━━━━━ SUPPLIED INFORMATION
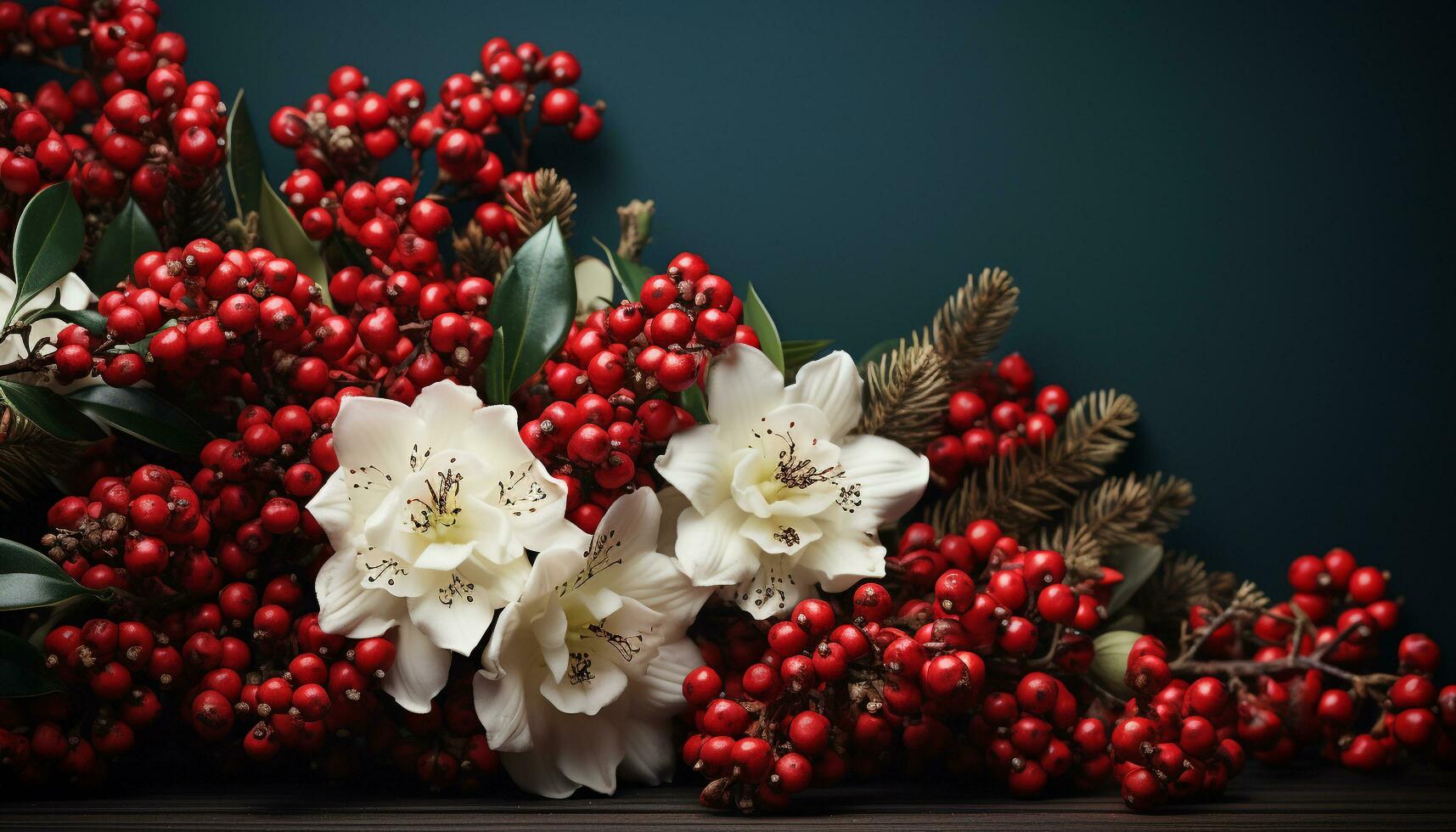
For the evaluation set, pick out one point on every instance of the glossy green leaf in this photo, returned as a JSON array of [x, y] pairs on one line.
[[144, 416], [30, 579], [1138, 563], [50, 411], [245, 160], [631, 276], [1110, 659], [22, 669], [756, 315], [490, 378], [694, 402], [48, 241], [127, 236], [283, 235], [535, 302], [800, 353]]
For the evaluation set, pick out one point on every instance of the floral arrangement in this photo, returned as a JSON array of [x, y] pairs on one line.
[[374, 475]]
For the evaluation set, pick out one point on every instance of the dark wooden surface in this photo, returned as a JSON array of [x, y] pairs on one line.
[[1262, 799]]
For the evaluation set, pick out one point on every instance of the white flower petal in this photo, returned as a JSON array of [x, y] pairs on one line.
[[576, 693], [348, 610], [500, 704], [837, 561], [594, 752], [657, 582], [649, 756], [659, 693], [781, 535], [773, 589], [743, 385], [890, 477], [419, 671], [334, 510], [711, 549], [446, 408], [832, 385], [694, 464], [458, 610], [374, 439]]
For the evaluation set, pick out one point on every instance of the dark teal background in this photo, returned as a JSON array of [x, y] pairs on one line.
[[1240, 213]]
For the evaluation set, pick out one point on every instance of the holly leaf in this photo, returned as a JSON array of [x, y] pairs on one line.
[[1110, 659], [48, 241], [24, 671], [144, 416], [245, 160], [1138, 563], [127, 236], [490, 379], [30, 579], [631, 276], [535, 303], [50, 411], [800, 353], [283, 235], [756, 315]]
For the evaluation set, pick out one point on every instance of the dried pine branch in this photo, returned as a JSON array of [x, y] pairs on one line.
[[194, 213], [637, 229], [971, 323], [1024, 492], [545, 195], [26, 455], [480, 256], [906, 395]]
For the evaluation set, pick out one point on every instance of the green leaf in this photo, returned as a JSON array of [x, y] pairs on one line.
[[245, 160], [1110, 659], [694, 402], [127, 236], [47, 242], [536, 302], [30, 579], [50, 413], [631, 276], [756, 315], [24, 671], [490, 379], [144, 416], [1138, 563], [800, 353], [89, 319], [283, 235], [875, 353]]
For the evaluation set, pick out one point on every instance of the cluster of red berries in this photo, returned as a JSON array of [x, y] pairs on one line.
[[341, 136], [996, 417], [1177, 739], [932, 673], [128, 124], [596, 417], [1307, 650]]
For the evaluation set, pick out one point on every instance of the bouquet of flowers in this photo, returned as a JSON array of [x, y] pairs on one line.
[[379, 475]]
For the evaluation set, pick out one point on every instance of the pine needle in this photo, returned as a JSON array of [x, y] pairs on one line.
[[480, 256], [545, 195], [971, 323], [1026, 490], [906, 395]]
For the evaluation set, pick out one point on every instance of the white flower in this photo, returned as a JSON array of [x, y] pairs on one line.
[[430, 516], [586, 671], [73, 295], [781, 498]]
━━━━━━━━━━
WHAT IS REQUIRED >> Omitting all images, retype each line of the records precisely.

REPLY TO THE TASK >>
For the evaluation set, pick out one point on every instance of the glossy green leaf in this photo, returned as a JSON array of [x, y] pairs on one line.
[[144, 416], [30, 579], [1138, 563], [50, 411], [245, 160], [631, 276], [1110, 659], [22, 669], [756, 315], [490, 378], [694, 402], [48, 241], [127, 236], [283, 235], [535, 302], [800, 353]]
For the evaluation set, pick out one point on every instance of the floral arrangement in this photo, returned as a JSON array of [x, y] pairs on one line.
[[374, 475]]
For the evaluation set, pick out one point on every instance of the dark wooden surface in this photo, returned as a JSON array of [x, y] pairs on one line.
[[1262, 799]]
For the evaluation set, pick out one point on every instance of the white flower petal in this photo, returned as a JSON array of [x, y] pairs on one line.
[[576, 693], [348, 610], [500, 704], [837, 561], [594, 752], [657, 582], [649, 756], [659, 693], [781, 535], [773, 589], [743, 385], [890, 477], [419, 671], [334, 510], [711, 549], [446, 408], [832, 385], [694, 464], [458, 610], [374, 439]]
For the evaluation set, pick out one point on every instance of the dark teal background in this photo, returned as a JSON array of [x, y] pairs on one line.
[[1240, 213]]
For the evaluation set, pick out one point on every instance of the holly leaf in this photo, returned as a JSON array of [x, y] pairs on one line.
[[1110, 659], [48, 241], [24, 671], [144, 416], [245, 160], [1138, 563], [127, 236], [490, 379], [30, 579], [631, 276], [535, 303], [50, 411], [800, 353], [283, 235], [756, 315]]
For the evaluation set, pick out one point on every instance of the dried pine branch in this photo, returned as a JSON array of [x, y] pairs on one line.
[[194, 213], [637, 229], [971, 323], [1024, 492], [545, 195], [26, 455], [480, 256], [906, 395]]
For the evaluation set, pick out one point on every instance of the green leaf in this photo, returned as a JSON array of [x, y] pairs on one line.
[[245, 160], [1110, 659], [694, 402], [127, 236], [47, 242], [536, 302], [30, 579], [50, 413], [631, 276], [756, 315], [24, 671], [490, 379], [144, 416], [1138, 563], [800, 353], [89, 319], [283, 235], [875, 353]]
For the evaluation set, pick out one point on every instance of the cluster of red berries in this photo, returned as a JSON array of [x, y] pairs on one line.
[[341, 136], [996, 417], [1177, 739], [932, 673], [128, 124], [596, 417], [1307, 650]]
For the evaluation set, pick out one point on every instance of the bouquet of flowers in this photo, returned as a JSON array of [x, y] pairs on one line.
[[379, 475]]
For the evaluation set, pick out one point on every instance of the pine needle in this photo, returned as a JSON array of [x, y] pairs on one line.
[[480, 256], [545, 195], [971, 323], [1026, 490], [906, 395]]
For the evaluation set, pick out one point on every instance of the white flower in this photo, returned as a JSON array of [x, y] pairs on one line.
[[430, 516], [586, 671], [73, 295], [781, 498]]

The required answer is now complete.